* START RECORD SET *
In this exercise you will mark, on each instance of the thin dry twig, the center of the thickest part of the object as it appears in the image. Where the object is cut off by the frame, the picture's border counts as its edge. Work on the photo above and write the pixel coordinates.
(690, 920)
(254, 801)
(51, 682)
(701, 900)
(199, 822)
* END RECORD SET *
# GOAL
Present the material above as a two-column CSV with the header row instruction,points. Put each text and its answer in one quoted field apiece, with line breaks changed to spaces.

# RESPONSE
instruction,points
"In this exercise you will mark, on each instance of the thin dry twig, the center of the thickest part of the object as it appears in the image. Where the object is cut off by the frame, the picture's border counts as its edge. Work on the photo above and write the pixel coordinates.","(690, 920) (254, 801) (51, 682) (701, 900) (199, 822)"